» Selected excerpt
/---

Growers from across the region had the opportunity to listen to specialists and researchers address their needs specific to rice cultivation -- from traditional and non-traditional planting practices to new market access.
The event at the Missouri Rice Research Demonstration Farm, 115-acres located at Missouri J approximately eight miles west of Malden, also drew a handful of the area's state legislators -- District 162 Rep. Otto Bean, R-Holcomb; District 159 Rep. Billy Pat Wright, R-Dexter; and District 25 state Sen. Robert N. Mayer, R-Dexter, all were in attendance.
"We were brought up to speed about rice production and research on planting soybeans behind rice," the state representative said. "We can't raise rice year 'round.
"We have to rotate with soybeans," he added. "I learned about some new soybean varieties that are in the development stages that are resistant to water."
"This spring, fuel was about $1.70," Wright said. "Now it's at least $2.00.
"Growers are dedicated to supplying a quality product," he added. "I'm wondering how long we can go on generating this kind of quality with fuel costs climbing."
"Irrigation pumps and motors must be fueled, like anything else," he said. "This drought has cost farmers quite a bit -- more than we'd like to admit.
"But fuel prices are decreasing," Kruse continued. "I expect the prices to soften through the end of the year."
Kruse explained that the biggest risk for rice prices in the forecast is foreign export.
"[The USDA] got our exports up to 121 million hundredweight," he said. "When you think about that relative to last year's 109, it seems like a pretty big jump.
"We've had one other year when we were above that level," Kruse added. "You gotta ask, 'How are we gonna get this rice exported?'"
The assistant professor said people should consider one of the U.S. growers' competitors in Asia.
"Thailand likes to export a lot of rice," Kruse said. "But in the last two months they've been very concerned about supporting their domestic price level, which is relatively high.

\---

» Dataset content

/---

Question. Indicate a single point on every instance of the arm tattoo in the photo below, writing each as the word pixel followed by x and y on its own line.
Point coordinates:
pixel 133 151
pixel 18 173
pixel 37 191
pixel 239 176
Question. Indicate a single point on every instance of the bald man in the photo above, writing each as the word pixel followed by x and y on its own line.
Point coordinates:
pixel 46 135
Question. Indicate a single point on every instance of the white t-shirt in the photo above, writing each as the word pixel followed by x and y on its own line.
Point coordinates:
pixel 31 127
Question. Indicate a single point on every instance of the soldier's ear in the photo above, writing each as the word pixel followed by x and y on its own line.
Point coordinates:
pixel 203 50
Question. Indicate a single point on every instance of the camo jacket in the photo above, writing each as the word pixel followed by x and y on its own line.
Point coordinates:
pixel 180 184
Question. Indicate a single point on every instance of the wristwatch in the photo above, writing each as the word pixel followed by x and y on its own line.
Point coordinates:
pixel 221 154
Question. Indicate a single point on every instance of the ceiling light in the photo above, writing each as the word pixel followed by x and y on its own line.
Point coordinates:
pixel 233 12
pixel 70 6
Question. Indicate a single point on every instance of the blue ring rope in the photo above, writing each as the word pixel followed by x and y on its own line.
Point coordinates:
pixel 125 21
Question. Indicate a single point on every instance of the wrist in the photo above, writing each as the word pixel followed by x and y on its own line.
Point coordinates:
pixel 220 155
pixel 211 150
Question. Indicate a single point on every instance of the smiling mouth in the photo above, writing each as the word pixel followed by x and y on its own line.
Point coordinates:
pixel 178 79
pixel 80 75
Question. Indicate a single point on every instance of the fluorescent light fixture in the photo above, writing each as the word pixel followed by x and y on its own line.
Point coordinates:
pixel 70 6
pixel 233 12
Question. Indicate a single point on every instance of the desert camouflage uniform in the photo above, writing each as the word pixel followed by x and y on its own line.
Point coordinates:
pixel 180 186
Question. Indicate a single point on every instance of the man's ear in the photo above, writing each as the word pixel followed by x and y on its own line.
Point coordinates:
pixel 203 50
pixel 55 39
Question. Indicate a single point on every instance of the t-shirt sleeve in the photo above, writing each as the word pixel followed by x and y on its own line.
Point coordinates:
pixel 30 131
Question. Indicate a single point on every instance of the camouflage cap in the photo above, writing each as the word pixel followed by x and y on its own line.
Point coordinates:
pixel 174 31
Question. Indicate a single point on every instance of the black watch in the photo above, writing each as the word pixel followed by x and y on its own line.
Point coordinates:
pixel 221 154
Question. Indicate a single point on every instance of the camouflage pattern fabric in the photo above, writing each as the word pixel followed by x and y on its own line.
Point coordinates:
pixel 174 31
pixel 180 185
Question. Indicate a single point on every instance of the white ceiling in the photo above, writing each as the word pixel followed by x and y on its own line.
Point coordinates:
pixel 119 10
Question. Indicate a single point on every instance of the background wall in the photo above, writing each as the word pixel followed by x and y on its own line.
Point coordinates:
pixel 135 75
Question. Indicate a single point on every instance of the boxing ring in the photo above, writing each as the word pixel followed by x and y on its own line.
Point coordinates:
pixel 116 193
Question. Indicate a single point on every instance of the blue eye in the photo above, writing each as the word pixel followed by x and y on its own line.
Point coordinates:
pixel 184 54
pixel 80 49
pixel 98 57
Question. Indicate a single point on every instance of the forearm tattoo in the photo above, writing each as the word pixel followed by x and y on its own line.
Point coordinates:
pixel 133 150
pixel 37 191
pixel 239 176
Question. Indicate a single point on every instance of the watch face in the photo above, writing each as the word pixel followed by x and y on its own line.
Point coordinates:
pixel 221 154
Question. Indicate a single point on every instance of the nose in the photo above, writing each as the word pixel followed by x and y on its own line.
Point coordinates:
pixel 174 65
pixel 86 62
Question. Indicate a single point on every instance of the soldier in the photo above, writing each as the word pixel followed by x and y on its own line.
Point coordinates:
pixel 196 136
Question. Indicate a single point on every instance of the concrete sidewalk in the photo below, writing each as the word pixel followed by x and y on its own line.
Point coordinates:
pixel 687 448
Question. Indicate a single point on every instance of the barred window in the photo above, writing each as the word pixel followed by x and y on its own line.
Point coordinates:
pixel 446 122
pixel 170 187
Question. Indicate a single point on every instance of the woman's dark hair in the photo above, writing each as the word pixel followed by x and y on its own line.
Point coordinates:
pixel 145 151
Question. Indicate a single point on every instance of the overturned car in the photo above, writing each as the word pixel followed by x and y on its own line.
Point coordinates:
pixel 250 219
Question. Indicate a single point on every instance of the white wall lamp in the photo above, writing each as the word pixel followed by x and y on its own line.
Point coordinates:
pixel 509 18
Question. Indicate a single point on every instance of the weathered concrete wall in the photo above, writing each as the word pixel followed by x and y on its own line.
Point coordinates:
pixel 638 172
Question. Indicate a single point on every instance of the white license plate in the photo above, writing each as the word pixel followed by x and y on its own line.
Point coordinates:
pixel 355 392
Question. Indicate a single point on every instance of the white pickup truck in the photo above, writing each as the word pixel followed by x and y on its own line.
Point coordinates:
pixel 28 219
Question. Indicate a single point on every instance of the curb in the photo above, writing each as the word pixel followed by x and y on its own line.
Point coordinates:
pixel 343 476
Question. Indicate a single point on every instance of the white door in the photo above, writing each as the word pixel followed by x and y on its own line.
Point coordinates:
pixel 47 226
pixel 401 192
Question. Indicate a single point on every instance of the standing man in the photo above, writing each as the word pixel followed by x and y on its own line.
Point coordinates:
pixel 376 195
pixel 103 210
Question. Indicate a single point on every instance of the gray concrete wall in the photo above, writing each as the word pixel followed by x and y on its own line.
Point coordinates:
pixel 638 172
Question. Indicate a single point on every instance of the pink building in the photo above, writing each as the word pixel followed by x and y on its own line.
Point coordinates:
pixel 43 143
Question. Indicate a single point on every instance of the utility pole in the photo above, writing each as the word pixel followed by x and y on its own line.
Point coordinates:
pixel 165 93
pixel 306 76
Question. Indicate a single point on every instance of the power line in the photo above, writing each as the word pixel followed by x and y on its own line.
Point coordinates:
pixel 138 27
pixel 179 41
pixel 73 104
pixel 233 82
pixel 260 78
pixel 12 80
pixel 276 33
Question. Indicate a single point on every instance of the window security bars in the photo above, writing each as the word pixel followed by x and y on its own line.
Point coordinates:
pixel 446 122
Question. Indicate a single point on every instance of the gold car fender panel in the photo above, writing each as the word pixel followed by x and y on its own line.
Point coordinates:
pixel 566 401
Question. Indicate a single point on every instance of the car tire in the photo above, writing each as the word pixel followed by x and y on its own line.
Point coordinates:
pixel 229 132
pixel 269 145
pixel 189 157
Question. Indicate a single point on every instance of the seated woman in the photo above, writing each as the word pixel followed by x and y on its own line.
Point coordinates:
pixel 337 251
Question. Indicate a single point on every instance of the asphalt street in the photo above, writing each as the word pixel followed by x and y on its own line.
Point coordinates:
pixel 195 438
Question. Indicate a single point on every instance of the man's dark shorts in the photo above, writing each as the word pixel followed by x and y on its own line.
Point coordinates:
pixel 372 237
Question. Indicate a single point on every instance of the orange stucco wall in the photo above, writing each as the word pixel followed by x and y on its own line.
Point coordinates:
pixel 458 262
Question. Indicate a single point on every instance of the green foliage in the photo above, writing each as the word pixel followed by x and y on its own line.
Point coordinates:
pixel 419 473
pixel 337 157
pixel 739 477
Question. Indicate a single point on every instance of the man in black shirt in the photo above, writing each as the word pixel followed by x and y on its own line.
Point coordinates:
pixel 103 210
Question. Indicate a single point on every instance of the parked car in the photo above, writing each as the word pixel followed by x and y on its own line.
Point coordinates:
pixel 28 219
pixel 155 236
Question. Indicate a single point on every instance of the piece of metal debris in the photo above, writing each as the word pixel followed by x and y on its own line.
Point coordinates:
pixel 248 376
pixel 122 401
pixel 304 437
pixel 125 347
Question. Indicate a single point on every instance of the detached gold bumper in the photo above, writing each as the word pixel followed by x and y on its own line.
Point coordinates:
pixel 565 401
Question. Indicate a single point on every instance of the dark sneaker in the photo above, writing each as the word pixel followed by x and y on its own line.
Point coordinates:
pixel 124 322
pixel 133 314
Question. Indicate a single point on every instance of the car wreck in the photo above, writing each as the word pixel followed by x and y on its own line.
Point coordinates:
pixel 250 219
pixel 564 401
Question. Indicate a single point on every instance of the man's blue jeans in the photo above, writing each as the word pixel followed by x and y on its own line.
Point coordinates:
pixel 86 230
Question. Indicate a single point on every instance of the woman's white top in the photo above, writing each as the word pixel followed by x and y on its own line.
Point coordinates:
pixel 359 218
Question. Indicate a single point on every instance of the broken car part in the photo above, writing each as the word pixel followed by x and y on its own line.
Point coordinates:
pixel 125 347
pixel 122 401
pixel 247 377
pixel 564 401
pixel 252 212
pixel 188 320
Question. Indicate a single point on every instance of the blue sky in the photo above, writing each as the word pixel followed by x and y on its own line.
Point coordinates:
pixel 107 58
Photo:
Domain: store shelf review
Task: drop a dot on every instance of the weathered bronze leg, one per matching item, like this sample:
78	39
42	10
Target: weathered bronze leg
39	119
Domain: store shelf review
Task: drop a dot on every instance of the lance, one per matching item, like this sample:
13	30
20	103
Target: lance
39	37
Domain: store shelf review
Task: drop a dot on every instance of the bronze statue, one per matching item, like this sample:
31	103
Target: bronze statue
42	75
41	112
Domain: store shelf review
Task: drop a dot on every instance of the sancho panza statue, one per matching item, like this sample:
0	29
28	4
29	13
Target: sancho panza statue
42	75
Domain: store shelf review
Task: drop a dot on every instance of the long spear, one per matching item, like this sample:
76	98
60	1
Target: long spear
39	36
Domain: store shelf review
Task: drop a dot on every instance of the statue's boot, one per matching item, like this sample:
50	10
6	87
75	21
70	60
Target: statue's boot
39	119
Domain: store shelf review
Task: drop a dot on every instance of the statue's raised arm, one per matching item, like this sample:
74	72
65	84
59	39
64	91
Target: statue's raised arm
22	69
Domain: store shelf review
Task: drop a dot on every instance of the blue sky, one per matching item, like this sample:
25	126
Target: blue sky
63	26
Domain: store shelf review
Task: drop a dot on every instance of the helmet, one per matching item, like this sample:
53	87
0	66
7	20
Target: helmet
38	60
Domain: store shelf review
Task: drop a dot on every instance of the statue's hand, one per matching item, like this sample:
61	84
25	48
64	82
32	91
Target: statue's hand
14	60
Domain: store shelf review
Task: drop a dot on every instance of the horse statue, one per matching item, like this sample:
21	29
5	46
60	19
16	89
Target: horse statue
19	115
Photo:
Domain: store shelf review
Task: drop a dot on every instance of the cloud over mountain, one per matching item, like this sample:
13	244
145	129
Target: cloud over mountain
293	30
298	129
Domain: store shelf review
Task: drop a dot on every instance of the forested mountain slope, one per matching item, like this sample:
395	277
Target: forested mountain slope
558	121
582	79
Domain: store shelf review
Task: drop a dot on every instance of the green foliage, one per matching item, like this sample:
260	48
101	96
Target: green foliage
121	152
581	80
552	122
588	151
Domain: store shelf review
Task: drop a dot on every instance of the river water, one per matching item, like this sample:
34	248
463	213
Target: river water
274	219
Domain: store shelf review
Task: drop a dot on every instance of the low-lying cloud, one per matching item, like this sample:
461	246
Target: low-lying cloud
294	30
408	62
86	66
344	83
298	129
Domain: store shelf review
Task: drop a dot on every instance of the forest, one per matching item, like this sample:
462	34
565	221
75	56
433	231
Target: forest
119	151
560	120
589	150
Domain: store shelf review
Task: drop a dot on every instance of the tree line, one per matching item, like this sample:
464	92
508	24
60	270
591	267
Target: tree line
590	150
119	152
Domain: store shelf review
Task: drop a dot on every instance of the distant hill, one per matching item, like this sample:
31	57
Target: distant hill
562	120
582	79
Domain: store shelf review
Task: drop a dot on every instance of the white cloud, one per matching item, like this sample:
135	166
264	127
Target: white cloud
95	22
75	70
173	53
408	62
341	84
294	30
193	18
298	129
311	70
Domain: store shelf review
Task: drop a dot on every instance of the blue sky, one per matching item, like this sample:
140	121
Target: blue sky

\---

» Given problem
Repeat this part of the rice farm field day text word for word, beginning at the words that have "Growers from across" and stopping after "rice year 'round.".

» The result
Growers from across the region had the opportunity to listen to specialists and researchers address their needs specific to rice cultivation -- from traditional and non-traditional planting practices to new market access.
The event at the Missouri Rice Research Demonstration Farm, 115-acres located at Missouri J approximately eight miles west of Malden, also drew a handful of the area's state legislators -- District 162 Rep. Otto Bean, R-Holcomb; District 159 Rep. Billy Pat Wright, R-Dexter; and District 25 state Sen. Robert N. Mayer, R-Dexter, all were in attendance.
"We were brought up to speed about rice production and research on planting soybeans behind rice," the state representative said. "We can't raise rice year 'round.